**Written task A:** In the listing below, rewrite the lines from the one containing "mark: the innermost point of each instance of the paper" up to and including the final line of the listing as a JSON array of strings, one string per line, with blank lines omitted.

**** Excerpted text

[libvirt] [PATCH] nwfilter: fix deadlock caused updating network device and nwfilter

Pavel Hrdina phrdina at redhat.com
Tue Nov 11 16:34:14 UTC 2014


On 11/11/2014 04:13 PM, John Ferlan wrote:
>
>
> On 11/05/2014 09:02 AM, Pavel Hrdina wrote:
>> Commit 6e5c79a1 tried to fix deadlock between nwfilter{Define,Undefine}
>> and starting of guest, but this same deadlock is also for
>> updating/attaching network device to domain.
>
> The referenced commit has a roadmap of sorts of what the lock is -
> perhaps you could add similar details here for before and after.

In that case I can do copy&paste of that roadmap as it's the same and
this patch only extend the referenced one.

>
> While more of a pain logistically - separating out the patches into
> single changes may make it easier to list the bad locking order followed
> by the order the commit changes.
>
> The ones that are most odd are the places where you take out the lock in
> the middle of a function.  That seems to go against the original commit
> which takes them out right after the flags check. In particular that's
> the qemuDomainRestoreFlags and qemuMigrationPrepareAny changes.

********

**Written task B:** Copy the nwfilter deadlock thread word for word, from "In that case" up to and including "the commit changes.".

**** Stored rows

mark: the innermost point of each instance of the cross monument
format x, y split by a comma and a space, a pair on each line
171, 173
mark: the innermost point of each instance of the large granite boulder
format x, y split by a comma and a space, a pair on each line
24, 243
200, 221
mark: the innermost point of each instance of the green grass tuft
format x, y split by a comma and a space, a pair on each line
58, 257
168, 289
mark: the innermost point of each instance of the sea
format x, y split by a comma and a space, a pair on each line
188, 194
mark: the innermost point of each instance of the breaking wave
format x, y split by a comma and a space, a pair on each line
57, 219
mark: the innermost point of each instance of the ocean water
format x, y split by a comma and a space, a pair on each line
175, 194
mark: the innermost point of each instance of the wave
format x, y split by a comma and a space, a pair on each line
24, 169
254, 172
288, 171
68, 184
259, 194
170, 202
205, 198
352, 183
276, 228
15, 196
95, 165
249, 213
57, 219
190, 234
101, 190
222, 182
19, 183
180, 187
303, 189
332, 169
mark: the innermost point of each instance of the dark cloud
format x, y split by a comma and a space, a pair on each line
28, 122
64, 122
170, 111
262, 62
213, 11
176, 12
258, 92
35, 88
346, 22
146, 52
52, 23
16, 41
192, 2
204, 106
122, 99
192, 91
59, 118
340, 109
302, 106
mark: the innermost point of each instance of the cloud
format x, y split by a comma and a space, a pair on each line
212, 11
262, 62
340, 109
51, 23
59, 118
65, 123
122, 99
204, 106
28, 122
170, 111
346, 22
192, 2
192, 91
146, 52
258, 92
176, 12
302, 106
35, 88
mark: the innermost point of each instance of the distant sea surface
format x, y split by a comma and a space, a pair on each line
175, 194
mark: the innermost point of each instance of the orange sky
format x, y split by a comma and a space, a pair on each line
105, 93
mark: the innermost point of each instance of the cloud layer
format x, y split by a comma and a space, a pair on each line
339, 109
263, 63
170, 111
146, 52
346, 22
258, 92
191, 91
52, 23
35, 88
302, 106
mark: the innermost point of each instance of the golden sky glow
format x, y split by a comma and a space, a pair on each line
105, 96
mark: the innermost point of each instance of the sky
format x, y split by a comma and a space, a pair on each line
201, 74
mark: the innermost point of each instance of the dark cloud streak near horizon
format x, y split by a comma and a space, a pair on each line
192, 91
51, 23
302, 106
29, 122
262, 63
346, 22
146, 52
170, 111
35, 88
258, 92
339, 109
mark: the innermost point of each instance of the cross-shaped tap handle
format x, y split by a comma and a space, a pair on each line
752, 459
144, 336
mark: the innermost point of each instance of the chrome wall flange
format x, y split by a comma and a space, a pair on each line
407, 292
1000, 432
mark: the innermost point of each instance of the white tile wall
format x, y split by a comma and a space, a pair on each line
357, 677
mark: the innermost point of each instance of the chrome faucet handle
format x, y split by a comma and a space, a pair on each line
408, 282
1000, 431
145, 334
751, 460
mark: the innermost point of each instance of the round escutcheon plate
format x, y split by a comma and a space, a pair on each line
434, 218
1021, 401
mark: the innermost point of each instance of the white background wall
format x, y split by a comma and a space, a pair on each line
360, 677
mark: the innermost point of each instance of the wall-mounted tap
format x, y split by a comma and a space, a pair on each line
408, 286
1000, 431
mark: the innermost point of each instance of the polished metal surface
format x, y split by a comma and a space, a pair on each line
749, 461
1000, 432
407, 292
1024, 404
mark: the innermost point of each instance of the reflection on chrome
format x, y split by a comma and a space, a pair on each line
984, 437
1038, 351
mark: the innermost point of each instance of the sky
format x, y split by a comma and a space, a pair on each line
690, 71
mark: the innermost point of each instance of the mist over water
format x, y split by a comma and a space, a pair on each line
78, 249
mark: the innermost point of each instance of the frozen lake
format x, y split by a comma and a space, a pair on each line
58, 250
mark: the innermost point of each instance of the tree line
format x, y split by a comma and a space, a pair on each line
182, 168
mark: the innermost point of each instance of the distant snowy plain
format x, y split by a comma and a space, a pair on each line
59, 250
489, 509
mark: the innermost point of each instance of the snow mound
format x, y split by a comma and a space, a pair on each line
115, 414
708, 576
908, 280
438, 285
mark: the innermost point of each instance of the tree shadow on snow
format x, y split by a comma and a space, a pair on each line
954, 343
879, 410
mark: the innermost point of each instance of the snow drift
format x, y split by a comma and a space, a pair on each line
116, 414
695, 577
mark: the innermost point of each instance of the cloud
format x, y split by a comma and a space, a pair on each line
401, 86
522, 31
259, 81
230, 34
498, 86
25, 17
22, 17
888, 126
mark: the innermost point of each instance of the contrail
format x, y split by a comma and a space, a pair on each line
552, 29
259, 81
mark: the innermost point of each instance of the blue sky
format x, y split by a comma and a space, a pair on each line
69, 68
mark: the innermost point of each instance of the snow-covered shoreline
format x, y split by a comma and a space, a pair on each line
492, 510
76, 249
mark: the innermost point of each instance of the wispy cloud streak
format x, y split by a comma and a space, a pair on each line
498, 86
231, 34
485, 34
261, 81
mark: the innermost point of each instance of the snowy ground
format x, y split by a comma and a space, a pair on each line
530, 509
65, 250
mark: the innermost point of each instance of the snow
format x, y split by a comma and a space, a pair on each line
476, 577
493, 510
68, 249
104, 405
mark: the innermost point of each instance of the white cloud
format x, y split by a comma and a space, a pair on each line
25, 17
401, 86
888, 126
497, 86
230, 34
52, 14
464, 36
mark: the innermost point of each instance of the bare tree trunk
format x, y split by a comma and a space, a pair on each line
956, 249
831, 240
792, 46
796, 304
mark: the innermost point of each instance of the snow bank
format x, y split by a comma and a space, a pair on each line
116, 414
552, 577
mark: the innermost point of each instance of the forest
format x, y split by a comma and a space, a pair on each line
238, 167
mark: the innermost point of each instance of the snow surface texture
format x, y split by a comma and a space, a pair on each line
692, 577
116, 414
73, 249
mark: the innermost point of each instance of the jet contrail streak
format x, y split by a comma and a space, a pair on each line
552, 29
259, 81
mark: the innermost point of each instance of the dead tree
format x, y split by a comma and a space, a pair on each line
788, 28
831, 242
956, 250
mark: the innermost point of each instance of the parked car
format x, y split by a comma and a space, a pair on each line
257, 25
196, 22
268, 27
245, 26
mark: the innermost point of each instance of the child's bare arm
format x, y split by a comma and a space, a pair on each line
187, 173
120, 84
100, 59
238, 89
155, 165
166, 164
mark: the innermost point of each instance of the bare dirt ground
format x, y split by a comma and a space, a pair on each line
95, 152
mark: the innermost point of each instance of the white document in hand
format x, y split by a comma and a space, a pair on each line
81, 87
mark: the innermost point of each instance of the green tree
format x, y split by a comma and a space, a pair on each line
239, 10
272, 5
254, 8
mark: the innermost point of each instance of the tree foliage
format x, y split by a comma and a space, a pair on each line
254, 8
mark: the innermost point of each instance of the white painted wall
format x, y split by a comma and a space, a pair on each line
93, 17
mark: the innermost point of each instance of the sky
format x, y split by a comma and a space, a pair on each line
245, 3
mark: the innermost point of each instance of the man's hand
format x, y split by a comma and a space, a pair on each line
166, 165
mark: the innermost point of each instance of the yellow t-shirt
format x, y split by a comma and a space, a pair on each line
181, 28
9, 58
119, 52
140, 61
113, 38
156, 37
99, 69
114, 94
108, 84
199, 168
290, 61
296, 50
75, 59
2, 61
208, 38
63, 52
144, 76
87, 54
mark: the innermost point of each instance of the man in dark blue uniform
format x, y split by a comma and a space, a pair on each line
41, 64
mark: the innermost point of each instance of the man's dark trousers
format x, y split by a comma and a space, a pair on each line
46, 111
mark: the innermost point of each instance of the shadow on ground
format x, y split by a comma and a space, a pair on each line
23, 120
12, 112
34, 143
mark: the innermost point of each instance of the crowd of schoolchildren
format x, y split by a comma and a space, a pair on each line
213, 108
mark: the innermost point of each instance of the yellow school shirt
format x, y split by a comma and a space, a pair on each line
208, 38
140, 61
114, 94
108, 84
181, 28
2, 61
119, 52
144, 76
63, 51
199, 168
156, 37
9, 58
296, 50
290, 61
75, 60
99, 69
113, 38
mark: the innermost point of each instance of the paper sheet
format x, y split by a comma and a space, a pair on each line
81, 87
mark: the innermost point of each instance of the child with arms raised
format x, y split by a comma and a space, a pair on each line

********

**Written response A:**
[
  "mark: the innermost point of each instance of the paper sheet",
  "format x, y split by a comma and a space, a pair on each line",
  "81, 87",
  "mark: the innermost point of each instance of the child with arms raised",
  "format x, y split by a comma and a space, a pair on each line"
]

**Written response B:**
In that case I can do copy&paste of that roadmap as it's the same and
this patch only extend the referenced one.

>
> While more of a pain logistically - separating out the patches into
> single changes may make it easier to list the bad locking order followed
> by the order the commit changes.